2023-10-18 –, Schengen 1 and 2
A modern armed conflict has an increasingly elaborate cyber dimension substituting or complementing conventional military operations and originating from both state and non-state parties. Often non-state groups are engaging alongside (and including on behalf of) states in international conflicts without sufficient knowledge of the international law designed to avoid unnecessary harm to civilians and often become victims themselves as de facto parties in a given conflict. They may also deliberately ignore the rules due to sufficiently plausible deniability. Yet, the results of their action to support any of the officially combatant parties, especially targeting civilian objects (including hospitals, schools, community centres etc) might lead to unnecessary casualties as well as otherwise undesirable escalation of the conflict.
With a rich choice of examples of such activities in the current conflict in Europe, it seems an important moment to discuss the understanding of ethical limits to non-state actor behaviour in the use of ICTs to ultimately reduce the activity targeting civilians and the chances of undesirable escalation.
This session will aim to:
- Raise awareness and build knowledge in the community about the potential unwanted consequences of non-state cyber activities and the underlying legal context;
- Discuss together with the participants the observed specific TTPs typically used by non-state actors engaged in the cyber dimension of a conflict and the evolving underlying strategies;
- Potential mitigation and (self-)restraint measures to avoid civilian targets, unnecessary injury or suffering. E.g. See 8 suggested rules for "civilian hackers" proposed by https://blogs.icrc.org/law-and-policy/2023/10/04/8-rules-civilian-hackers-war-4-obligations-states-restrain-them/
- Long-term effects of the non-state actor engagement ‘banalisation’ - i.e. potential post-conflict consequences of a laissez-faire attitude to the increasingly militarised broader cyber community
In 2003 Mauro Vignati started working at the first unit of the Swiss Federal Police fighting cybercrime. Later on, he collaborated to the establishment of MELANI, Switzerland's first centre for public-private partnership on cybersecurity for critical infrastructure. Back in 2013, he set up and led the Cyber Threat Intelligence Division within the Department of Defence in Bern. In 2021, he was tasked to create the Vulnerability Management unit within the National Cyber Security Centre NCSC.ch, established to manage vulnerabilities, and lead several projects testing the security of the government infrastructure. He then joined the International Committee of the Red Cross one year later, as advisor on new digital technologies of warfare.
Elena Rückheim comes from the Geneva-based Centre for Humanitarian Dialogue (HD). As part of HD's cyber programme team, her work focuses on establishing confidence-building measures between adversaries in cyber space through dialogue and mediation. Before joining HD, Elena served as Deputy Head of Unit and Security Analyst at the National IT Situation Centre of the German Federal Office for Information Security (BSI). Prior to moving into operational IT security, she was mainly involved in the drafting of national cybersecurity policies and strategies. This was at the Federal Ministry of Defence, where she was also responsible for managing international bilateral partnerships in the field of cyber defense.

============

▶ BRIEF: In the session description, rewrite everything from "2023-10-18 –, Schengen" down to "of the conflict.", putting "traditional military operations" in place of "conventional military operations".

============

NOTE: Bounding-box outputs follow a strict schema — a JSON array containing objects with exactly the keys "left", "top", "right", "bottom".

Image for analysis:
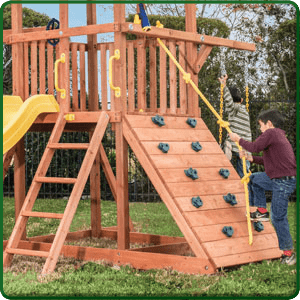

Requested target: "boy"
[
  {"left": 219, "top": 74, "right": 252, "bottom": 178},
  {"left": 229, "top": 109, "right": 297, "bottom": 265}
]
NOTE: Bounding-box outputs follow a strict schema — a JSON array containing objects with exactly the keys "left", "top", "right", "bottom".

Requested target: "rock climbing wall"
[{"left": 123, "top": 115, "right": 281, "bottom": 268}]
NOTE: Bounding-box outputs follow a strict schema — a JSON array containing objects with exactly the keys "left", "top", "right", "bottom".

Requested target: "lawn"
[{"left": 2, "top": 198, "right": 298, "bottom": 299}]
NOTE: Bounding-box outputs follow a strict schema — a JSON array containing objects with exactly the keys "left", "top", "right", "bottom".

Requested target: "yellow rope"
[
  {"left": 219, "top": 83, "right": 224, "bottom": 145},
  {"left": 157, "top": 38, "right": 253, "bottom": 245}
]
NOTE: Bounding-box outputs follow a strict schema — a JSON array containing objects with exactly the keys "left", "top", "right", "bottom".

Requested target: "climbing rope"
[
  {"left": 157, "top": 31, "right": 253, "bottom": 245},
  {"left": 219, "top": 83, "right": 224, "bottom": 146}
]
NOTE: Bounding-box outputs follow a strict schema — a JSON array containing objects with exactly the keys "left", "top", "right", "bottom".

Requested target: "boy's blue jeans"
[{"left": 248, "top": 172, "right": 296, "bottom": 250}]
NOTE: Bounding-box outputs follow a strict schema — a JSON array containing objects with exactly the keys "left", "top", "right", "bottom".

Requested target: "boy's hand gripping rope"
[{"left": 157, "top": 34, "right": 253, "bottom": 245}]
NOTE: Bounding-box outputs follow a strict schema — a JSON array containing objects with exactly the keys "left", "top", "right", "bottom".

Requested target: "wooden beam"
[
  {"left": 6, "top": 23, "right": 120, "bottom": 44},
  {"left": 4, "top": 241, "right": 216, "bottom": 274},
  {"left": 121, "top": 22, "right": 255, "bottom": 51},
  {"left": 114, "top": 4, "right": 129, "bottom": 250}
]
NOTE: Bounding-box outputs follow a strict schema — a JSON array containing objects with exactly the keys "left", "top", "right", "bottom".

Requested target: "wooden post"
[
  {"left": 184, "top": 4, "right": 199, "bottom": 117},
  {"left": 11, "top": 4, "right": 26, "bottom": 239},
  {"left": 86, "top": 4, "right": 101, "bottom": 237},
  {"left": 56, "top": 4, "right": 70, "bottom": 112},
  {"left": 113, "top": 4, "right": 129, "bottom": 250}
]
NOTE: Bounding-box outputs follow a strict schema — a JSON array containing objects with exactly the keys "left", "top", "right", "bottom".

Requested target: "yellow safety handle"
[
  {"left": 108, "top": 49, "right": 121, "bottom": 98},
  {"left": 54, "top": 53, "right": 66, "bottom": 99}
]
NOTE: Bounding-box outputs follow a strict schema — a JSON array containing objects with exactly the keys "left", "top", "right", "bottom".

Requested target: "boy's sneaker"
[
  {"left": 250, "top": 210, "right": 270, "bottom": 222},
  {"left": 281, "top": 252, "right": 297, "bottom": 266}
]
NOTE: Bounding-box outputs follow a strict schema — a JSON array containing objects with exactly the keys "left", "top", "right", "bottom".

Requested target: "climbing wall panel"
[{"left": 124, "top": 115, "right": 281, "bottom": 268}]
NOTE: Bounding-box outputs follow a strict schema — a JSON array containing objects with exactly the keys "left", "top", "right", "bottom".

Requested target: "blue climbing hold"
[
  {"left": 186, "top": 118, "right": 197, "bottom": 128},
  {"left": 219, "top": 169, "right": 230, "bottom": 179},
  {"left": 192, "top": 196, "right": 203, "bottom": 208},
  {"left": 253, "top": 221, "right": 264, "bottom": 232},
  {"left": 192, "top": 142, "right": 202, "bottom": 152},
  {"left": 158, "top": 143, "right": 170, "bottom": 153},
  {"left": 223, "top": 193, "right": 237, "bottom": 206},
  {"left": 184, "top": 168, "right": 199, "bottom": 180},
  {"left": 151, "top": 115, "right": 166, "bottom": 127},
  {"left": 222, "top": 226, "right": 234, "bottom": 237}
]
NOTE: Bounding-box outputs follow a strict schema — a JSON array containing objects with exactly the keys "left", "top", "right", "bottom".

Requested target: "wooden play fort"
[{"left": 3, "top": 3, "right": 281, "bottom": 275}]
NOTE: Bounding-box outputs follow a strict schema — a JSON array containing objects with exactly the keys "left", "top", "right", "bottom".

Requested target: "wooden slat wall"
[{"left": 24, "top": 40, "right": 192, "bottom": 115}]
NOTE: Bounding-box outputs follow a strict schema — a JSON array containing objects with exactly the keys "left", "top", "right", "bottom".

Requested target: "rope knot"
[
  {"left": 241, "top": 172, "right": 252, "bottom": 184},
  {"left": 217, "top": 120, "right": 230, "bottom": 128}
]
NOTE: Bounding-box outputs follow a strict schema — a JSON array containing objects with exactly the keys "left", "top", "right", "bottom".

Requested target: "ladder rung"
[
  {"left": 48, "top": 143, "right": 89, "bottom": 150},
  {"left": 35, "top": 177, "right": 77, "bottom": 184},
  {"left": 5, "top": 248, "right": 49, "bottom": 257},
  {"left": 22, "top": 211, "right": 64, "bottom": 219}
]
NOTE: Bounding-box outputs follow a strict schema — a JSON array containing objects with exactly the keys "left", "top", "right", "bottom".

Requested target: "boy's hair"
[
  {"left": 257, "top": 109, "right": 284, "bottom": 128},
  {"left": 228, "top": 86, "right": 242, "bottom": 103}
]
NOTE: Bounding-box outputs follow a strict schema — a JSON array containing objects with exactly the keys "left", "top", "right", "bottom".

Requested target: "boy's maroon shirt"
[{"left": 239, "top": 128, "right": 297, "bottom": 179}]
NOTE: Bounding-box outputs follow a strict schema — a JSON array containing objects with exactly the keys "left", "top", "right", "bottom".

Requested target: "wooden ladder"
[{"left": 3, "top": 112, "right": 109, "bottom": 275}]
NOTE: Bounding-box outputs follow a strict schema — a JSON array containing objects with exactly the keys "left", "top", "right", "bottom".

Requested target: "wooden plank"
[
  {"left": 134, "top": 128, "right": 215, "bottom": 143},
  {"left": 123, "top": 116, "right": 211, "bottom": 258},
  {"left": 184, "top": 206, "right": 251, "bottom": 227},
  {"left": 39, "top": 41, "right": 46, "bottom": 94},
  {"left": 71, "top": 43, "right": 79, "bottom": 111},
  {"left": 79, "top": 44, "right": 86, "bottom": 111},
  {"left": 42, "top": 112, "right": 109, "bottom": 275},
  {"left": 151, "top": 154, "right": 232, "bottom": 169},
  {"left": 47, "top": 43, "right": 54, "bottom": 95},
  {"left": 214, "top": 248, "right": 282, "bottom": 268},
  {"left": 159, "top": 165, "right": 240, "bottom": 184},
  {"left": 142, "top": 139, "right": 223, "bottom": 156},
  {"left": 86, "top": 3, "right": 99, "bottom": 111},
  {"left": 127, "top": 43, "right": 135, "bottom": 112},
  {"left": 22, "top": 211, "right": 64, "bottom": 219},
  {"left": 159, "top": 41, "right": 167, "bottom": 114},
  {"left": 35, "top": 176, "right": 77, "bottom": 184},
  {"left": 7, "top": 241, "right": 216, "bottom": 274},
  {"left": 194, "top": 221, "right": 274, "bottom": 243},
  {"left": 175, "top": 193, "right": 246, "bottom": 212},
  {"left": 30, "top": 42, "right": 37, "bottom": 95},
  {"left": 121, "top": 22, "right": 255, "bottom": 51},
  {"left": 100, "top": 44, "right": 108, "bottom": 111},
  {"left": 203, "top": 233, "right": 278, "bottom": 258},
  {"left": 137, "top": 40, "right": 147, "bottom": 111},
  {"left": 128, "top": 114, "right": 208, "bottom": 130},
  {"left": 169, "top": 41, "right": 177, "bottom": 114},
  {"left": 6, "top": 23, "right": 120, "bottom": 44},
  {"left": 3, "top": 113, "right": 66, "bottom": 267},
  {"left": 179, "top": 42, "right": 187, "bottom": 114},
  {"left": 149, "top": 41, "right": 157, "bottom": 112},
  {"left": 168, "top": 179, "right": 244, "bottom": 197},
  {"left": 24, "top": 43, "right": 30, "bottom": 99}
]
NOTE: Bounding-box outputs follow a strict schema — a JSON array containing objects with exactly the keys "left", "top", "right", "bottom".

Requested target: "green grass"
[{"left": 3, "top": 198, "right": 297, "bottom": 299}]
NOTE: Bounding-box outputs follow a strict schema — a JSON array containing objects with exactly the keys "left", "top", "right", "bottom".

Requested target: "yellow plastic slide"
[{"left": 3, "top": 94, "right": 59, "bottom": 154}]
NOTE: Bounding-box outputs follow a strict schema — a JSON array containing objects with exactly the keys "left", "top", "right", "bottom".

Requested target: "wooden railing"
[{"left": 20, "top": 39, "right": 192, "bottom": 115}]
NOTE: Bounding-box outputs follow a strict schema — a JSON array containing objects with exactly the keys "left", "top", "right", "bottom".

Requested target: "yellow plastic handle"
[
  {"left": 108, "top": 49, "right": 121, "bottom": 98},
  {"left": 54, "top": 53, "right": 66, "bottom": 99}
]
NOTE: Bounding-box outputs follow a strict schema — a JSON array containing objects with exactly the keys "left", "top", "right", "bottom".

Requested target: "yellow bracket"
[
  {"left": 108, "top": 49, "right": 121, "bottom": 98},
  {"left": 65, "top": 114, "right": 75, "bottom": 121},
  {"left": 54, "top": 53, "right": 66, "bottom": 99}
]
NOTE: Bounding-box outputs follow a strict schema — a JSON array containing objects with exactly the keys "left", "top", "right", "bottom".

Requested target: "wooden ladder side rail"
[
  {"left": 3, "top": 113, "right": 66, "bottom": 268},
  {"left": 123, "top": 118, "right": 215, "bottom": 267},
  {"left": 42, "top": 112, "right": 109, "bottom": 275},
  {"left": 99, "top": 144, "right": 135, "bottom": 232},
  {"left": 3, "top": 145, "right": 16, "bottom": 181}
]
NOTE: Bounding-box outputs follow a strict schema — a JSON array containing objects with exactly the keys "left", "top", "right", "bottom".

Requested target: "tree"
[{"left": 3, "top": 4, "right": 50, "bottom": 95}]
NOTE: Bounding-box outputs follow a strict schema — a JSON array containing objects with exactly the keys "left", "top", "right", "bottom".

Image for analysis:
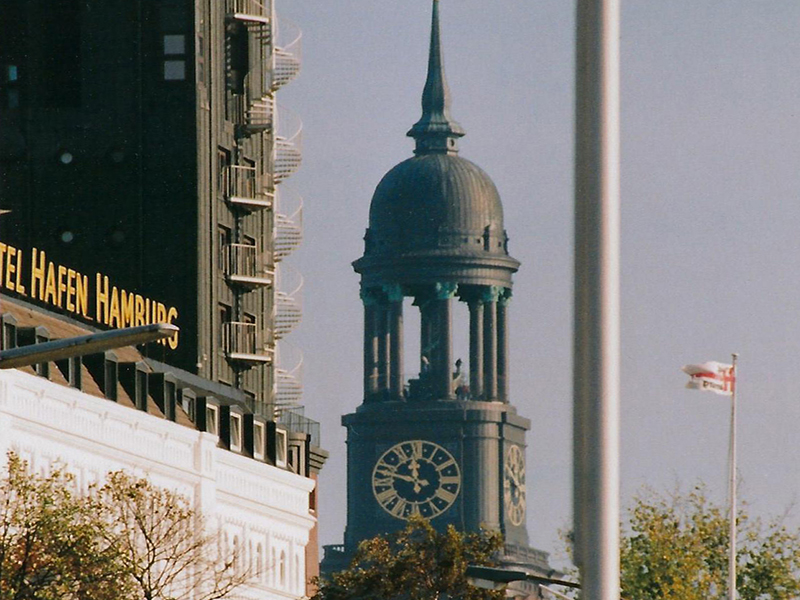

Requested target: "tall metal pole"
[
  {"left": 573, "top": 0, "right": 620, "bottom": 600},
  {"left": 728, "top": 354, "right": 739, "bottom": 600}
]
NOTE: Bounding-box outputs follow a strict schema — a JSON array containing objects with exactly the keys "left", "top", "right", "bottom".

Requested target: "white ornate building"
[{"left": 0, "top": 299, "right": 324, "bottom": 600}]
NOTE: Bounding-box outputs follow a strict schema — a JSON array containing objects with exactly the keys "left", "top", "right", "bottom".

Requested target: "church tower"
[{"left": 323, "top": 0, "right": 550, "bottom": 592}]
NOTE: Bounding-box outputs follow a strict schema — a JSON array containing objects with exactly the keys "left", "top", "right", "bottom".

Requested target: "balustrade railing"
[
  {"left": 220, "top": 165, "right": 275, "bottom": 211},
  {"left": 225, "top": 244, "right": 275, "bottom": 288},
  {"left": 225, "top": 0, "right": 271, "bottom": 23},
  {"left": 222, "top": 321, "right": 274, "bottom": 364}
]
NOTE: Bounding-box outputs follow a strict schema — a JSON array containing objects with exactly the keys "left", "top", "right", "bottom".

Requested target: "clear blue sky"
[{"left": 278, "top": 0, "right": 800, "bottom": 562}]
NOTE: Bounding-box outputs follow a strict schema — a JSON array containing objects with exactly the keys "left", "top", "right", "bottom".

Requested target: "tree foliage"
[
  {"left": 0, "top": 453, "right": 255, "bottom": 600},
  {"left": 0, "top": 454, "right": 126, "bottom": 600},
  {"left": 313, "top": 516, "right": 504, "bottom": 600},
  {"left": 620, "top": 487, "right": 800, "bottom": 600},
  {"left": 97, "top": 471, "right": 254, "bottom": 600}
]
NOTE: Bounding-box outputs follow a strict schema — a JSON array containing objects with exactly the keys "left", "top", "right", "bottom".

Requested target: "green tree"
[
  {"left": 0, "top": 453, "right": 128, "bottom": 600},
  {"left": 620, "top": 486, "right": 800, "bottom": 600},
  {"left": 96, "top": 471, "right": 257, "bottom": 600},
  {"left": 0, "top": 453, "right": 258, "bottom": 600},
  {"left": 314, "top": 517, "right": 504, "bottom": 600}
]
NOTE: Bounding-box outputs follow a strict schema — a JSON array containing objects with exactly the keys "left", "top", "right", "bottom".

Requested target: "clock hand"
[
  {"left": 508, "top": 469, "right": 522, "bottom": 487},
  {"left": 384, "top": 473, "right": 428, "bottom": 492}
]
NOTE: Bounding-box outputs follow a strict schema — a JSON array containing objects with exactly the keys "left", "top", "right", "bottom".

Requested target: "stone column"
[
  {"left": 469, "top": 299, "right": 483, "bottom": 399},
  {"left": 434, "top": 283, "right": 456, "bottom": 400},
  {"left": 483, "top": 286, "right": 498, "bottom": 400},
  {"left": 361, "top": 290, "right": 378, "bottom": 401},
  {"left": 497, "top": 289, "right": 511, "bottom": 402},
  {"left": 418, "top": 299, "right": 433, "bottom": 377},
  {"left": 384, "top": 285, "right": 403, "bottom": 400},
  {"left": 376, "top": 302, "right": 389, "bottom": 395}
]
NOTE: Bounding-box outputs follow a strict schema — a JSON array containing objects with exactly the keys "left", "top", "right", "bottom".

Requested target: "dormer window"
[
  {"left": 253, "top": 421, "right": 267, "bottom": 460},
  {"left": 164, "top": 34, "right": 186, "bottom": 81},
  {"left": 230, "top": 413, "right": 242, "bottom": 452},
  {"left": 275, "top": 429, "right": 287, "bottom": 467},
  {"left": 206, "top": 404, "right": 219, "bottom": 435}
]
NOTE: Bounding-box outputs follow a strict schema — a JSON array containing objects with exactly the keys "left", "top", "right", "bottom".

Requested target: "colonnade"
[{"left": 361, "top": 283, "right": 511, "bottom": 402}]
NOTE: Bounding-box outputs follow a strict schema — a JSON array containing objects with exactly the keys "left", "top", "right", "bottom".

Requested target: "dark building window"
[
  {"left": 164, "top": 34, "right": 186, "bottom": 81},
  {"left": 3, "top": 65, "right": 19, "bottom": 109},
  {"left": 39, "top": 0, "right": 82, "bottom": 108},
  {"left": 217, "top": 148, "right": 231, "bottom": 196},
  {"left": 227, "top": 23, "right": 250, "bottom": 94},
  {"left": 219, "top": 304, "right": 232, "bottom": 350},
  {"left": 217, "top": 225, "right": 231, "bottom": 270}
]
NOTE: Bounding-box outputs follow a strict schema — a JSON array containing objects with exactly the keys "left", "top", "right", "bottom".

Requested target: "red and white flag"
[{"left": 682, "top": 360, "right": 736, "bottom": 396}]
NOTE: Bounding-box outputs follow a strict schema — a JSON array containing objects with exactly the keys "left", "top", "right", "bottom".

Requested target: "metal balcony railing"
[
  {"left": 225, "top": 0, "right": 272, "bottom": 23},
  {"left": 277, "top": 406, "right": 321, "bottom": 447},
  {"left": 269, "top": 19, "right": 303, "bottom": 91},
  {"left": 222, "top": 321, "right": 274, "bottom": 367},
  {"left": 275, "top": 266, "right": 303, "bottom": 339},
  {"left": 220, "top": 165, "right": 275, "bottom": 212},
  {"left": 275, "top": 186, "right": 303, "bottom": 262},
  {"left": 245, "top": 96, "right": 275, "bottom": 133},
  {"left": 275, "top": 342, "right": 303, "bottom": 411},
  {"left": 273, "top": 106, "right": 303, "bottom": 184},
  {"left": 224, "top": 244, "right": 275, "bottom": 290}
]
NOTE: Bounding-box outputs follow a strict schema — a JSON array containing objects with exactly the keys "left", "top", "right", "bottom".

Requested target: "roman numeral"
[
  {"left": 436, "top": 488, "right": 456, "bottom": 504},
  {"left": 389, "top": 498, "right": 408, "bottom": 517},
  {"left": 436, "top": 458, "right": 456, "bottom": 472},
  {"left": 375, "top": 488, "right": 397, "bottom": 504},
  {"left": 411, "top": 440, "right": 422, "bottom": 460}
]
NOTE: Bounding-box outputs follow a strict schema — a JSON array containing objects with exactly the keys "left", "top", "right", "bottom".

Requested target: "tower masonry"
[{"left": 322, "top": 0, "right": 551, "bottom": 596}]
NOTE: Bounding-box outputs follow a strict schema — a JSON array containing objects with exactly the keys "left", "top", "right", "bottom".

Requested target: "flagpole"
[{"left": 728, "top": 353, "right": 739, "bottom": 600}]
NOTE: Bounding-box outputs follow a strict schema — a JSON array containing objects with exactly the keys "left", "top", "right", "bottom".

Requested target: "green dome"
[{"left": 366, "top": 154, "right": 506, "bottom": 255}]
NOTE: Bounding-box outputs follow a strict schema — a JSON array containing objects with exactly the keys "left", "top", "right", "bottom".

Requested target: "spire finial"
[{"left": 408, "top": 0, "right": 464, "bottom": 154}]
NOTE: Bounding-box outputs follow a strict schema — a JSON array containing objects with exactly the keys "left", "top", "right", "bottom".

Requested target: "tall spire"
[{"left": 408, "top": 0, "right": 464, "bottom": 154}]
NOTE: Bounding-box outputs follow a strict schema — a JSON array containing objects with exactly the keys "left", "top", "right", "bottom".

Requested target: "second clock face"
[
  {"left": 503, "top": 446, "right": 525, "bottom": 525},
  {"left": 372, "top": 440, "right": 461, "bottom": 519}
]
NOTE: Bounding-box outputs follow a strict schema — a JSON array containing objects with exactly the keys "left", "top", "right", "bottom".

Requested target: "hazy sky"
[{"left": 278, "top": 0, "right": 800, "bottom": 562}]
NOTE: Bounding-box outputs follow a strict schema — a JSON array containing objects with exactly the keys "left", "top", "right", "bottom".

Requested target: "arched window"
[
  {"left": 233, "top": 535, "right": 242, "bottom": 575},
  {"left": 294, "top": 554, "right": 303, "bottom": 594}
]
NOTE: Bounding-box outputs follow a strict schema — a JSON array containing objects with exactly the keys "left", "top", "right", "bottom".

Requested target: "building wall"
[{"left": 0, "top": 370, "right": 316, "bottom": 599}]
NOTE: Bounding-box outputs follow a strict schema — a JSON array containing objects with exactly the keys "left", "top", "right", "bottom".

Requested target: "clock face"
[
  {"left": 503, "top": 445, "right": 525, "bottom": 525},
  {"left": 372, "top": 440, "right": 461, "bottom": 519}
]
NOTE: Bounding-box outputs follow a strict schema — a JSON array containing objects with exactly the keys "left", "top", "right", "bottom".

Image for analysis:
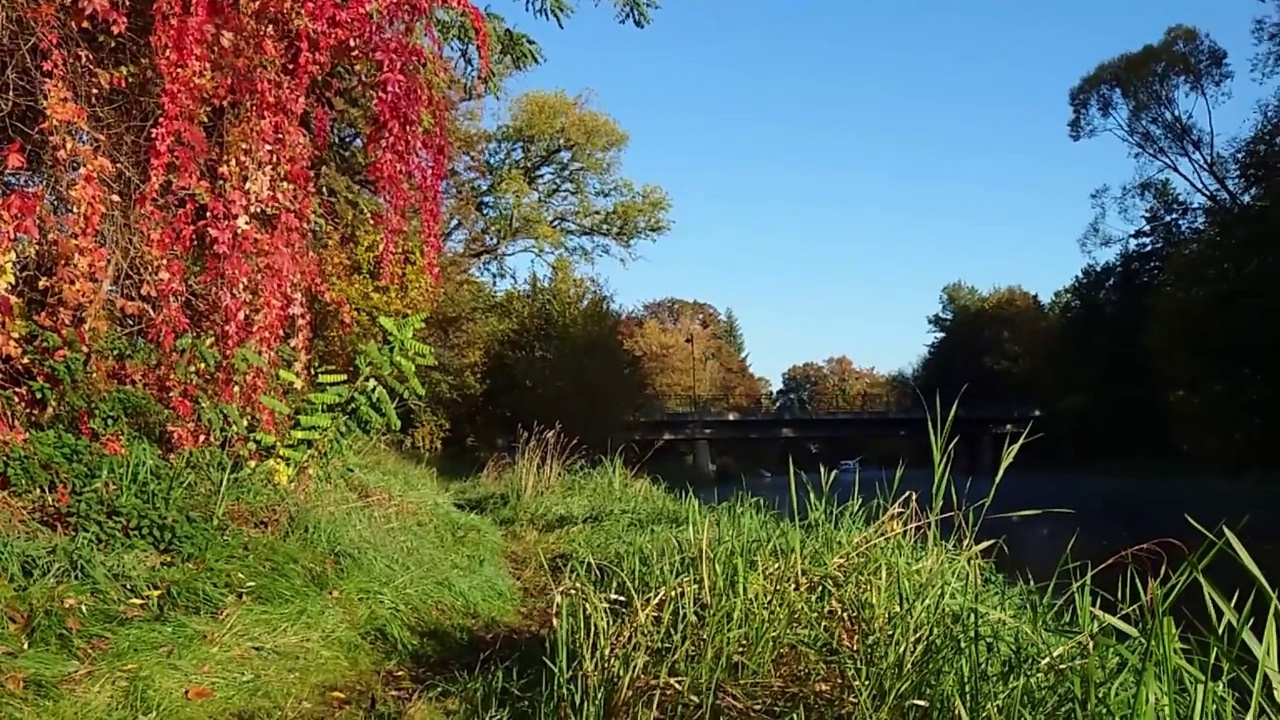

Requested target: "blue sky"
[{"left": 504, "top": 0, "right": 1261, "bottom": 383}]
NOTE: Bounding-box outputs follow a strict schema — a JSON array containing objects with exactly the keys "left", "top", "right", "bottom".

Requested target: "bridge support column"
[{"left": 694, "top": 439, "right": 716, "bottom": 479}]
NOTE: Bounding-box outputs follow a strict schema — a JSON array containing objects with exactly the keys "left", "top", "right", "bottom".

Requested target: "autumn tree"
[
  {"left": 776, "top": 355, "right": 896, "bottom": 413},
  {"left": 445, "top": 91, "right": 671, "bottom": 275},
  {"left": 623, "top": 297, "right": 765, "bottom": 410},
  {"left": 1056, "top": 1, "right": 1280, "bottom": 464},
  {"left": 471, "top": 258, "right": 645, "bottom": 450},
  {"left": 0, "top": 0, "right": 499, "bottom": 446},
  {"left": 719, "top": 307, "right": 748, "bottom": 360},
  {"left": 915, "top": 282, "right": 1052, "bottom": 404}
]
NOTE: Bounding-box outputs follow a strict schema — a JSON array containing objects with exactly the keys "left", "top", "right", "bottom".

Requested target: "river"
[{"left": 692, "top": 468, "right": 1280, "bottom": 584}]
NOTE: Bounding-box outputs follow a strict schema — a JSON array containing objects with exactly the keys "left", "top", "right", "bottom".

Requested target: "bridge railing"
[{"left": 635, "top": 392, "right": 1039, "bottom": 421}]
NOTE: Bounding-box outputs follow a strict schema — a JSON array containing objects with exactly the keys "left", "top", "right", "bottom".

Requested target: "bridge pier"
[{"left": 694, "top": 439, "right": 716, "bottom": 479}]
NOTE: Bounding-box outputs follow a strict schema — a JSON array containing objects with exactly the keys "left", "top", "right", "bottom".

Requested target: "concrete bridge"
[{"left": 625, "top": 393, "right": 1042, "bottom": 475}]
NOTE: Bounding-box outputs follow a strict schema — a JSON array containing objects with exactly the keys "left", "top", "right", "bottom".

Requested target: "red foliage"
[{"left": 0, "top": 0, "right": 488, "bottom": 443}]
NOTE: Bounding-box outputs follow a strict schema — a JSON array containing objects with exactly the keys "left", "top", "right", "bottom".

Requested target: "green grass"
[
  {"left": 435, "top": 422, "right": 1280, "bottom": 720},
  {"left": 0, "top": 417, "right": 1280, "bottom": 720},
  {"left": 0, "top": 445, "right": 517, "bottom": 719}
]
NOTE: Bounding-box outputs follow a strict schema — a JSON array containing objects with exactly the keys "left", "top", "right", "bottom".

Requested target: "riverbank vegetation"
[
  {"left": 0, "top": 0, "right": 1277, "bottom": 720},
  {"left": 0, "top": 433, "right": 1280, "bottom": 719}
]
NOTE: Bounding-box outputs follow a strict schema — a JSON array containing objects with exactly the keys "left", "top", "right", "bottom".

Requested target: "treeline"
[
  {"left": 913, "top": 11, "right": 1280, "bottom": 470},
  {"left": 404, "top": 8, "right": 1280, "bottom": 470}
]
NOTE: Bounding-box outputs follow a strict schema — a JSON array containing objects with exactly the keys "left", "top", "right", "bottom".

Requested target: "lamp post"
[{"left": 685, "top": 331, "right": 698, "bottom": 413}]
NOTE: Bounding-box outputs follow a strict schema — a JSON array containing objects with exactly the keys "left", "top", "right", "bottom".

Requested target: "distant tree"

============

▶ FINISHED EXERCISE:
2023-10-18 –, Schengen 1 and 2
A modern armed conflict has an increasingly elaborate cyber dimension substituting or complementing traditional military operations and originating from both state and non-state parties. Often non-state groups are engaging alongside (and including on behalf of) states in international conflicts without sufficient knowledge of the international law designed to avoid unnecessary harm to civilians and often become victims themselves as de facto parties in a given conflict. They may also deliberately ignore the rules due to sufficiently plausible deniability. Yet, the results of their action to support any of the officially combatant parties, especially targeting civilian objects (including hospitals, schools, community centres etc) might lead to unnecessary casualties as well as otherwise undesirable escalation of the conflict.